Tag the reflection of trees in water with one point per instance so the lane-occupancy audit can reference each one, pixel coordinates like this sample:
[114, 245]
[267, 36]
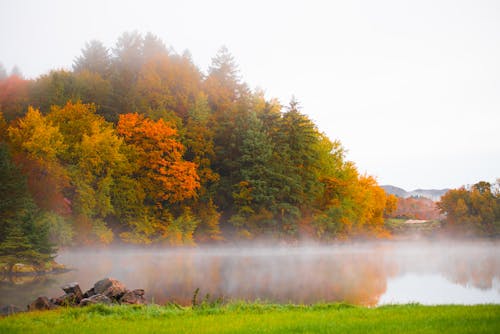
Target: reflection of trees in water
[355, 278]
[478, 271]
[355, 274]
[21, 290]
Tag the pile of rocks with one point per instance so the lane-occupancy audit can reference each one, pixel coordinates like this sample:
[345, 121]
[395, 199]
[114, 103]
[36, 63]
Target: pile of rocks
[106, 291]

━━━━━━

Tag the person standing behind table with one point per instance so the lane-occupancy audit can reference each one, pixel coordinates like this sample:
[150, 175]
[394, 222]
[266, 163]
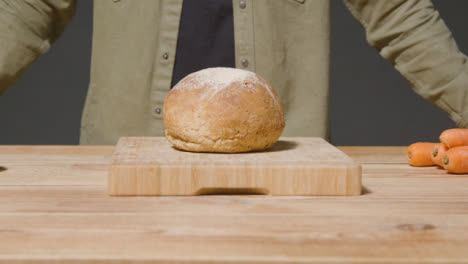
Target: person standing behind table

━━━━━━

● Brief: Using the entries above, transcribe every line from the line containing "Tag the person" through the line containing "Target: person standing behind table". Do not copy pictures.

● Written solution:
Tag the person standing behind table with one point per instance so the lane-occupancy audit can reference each one, pixel coordinates like this sample:
[150, 175]
[394, 222]
[266, 163]
Target: person standing behind table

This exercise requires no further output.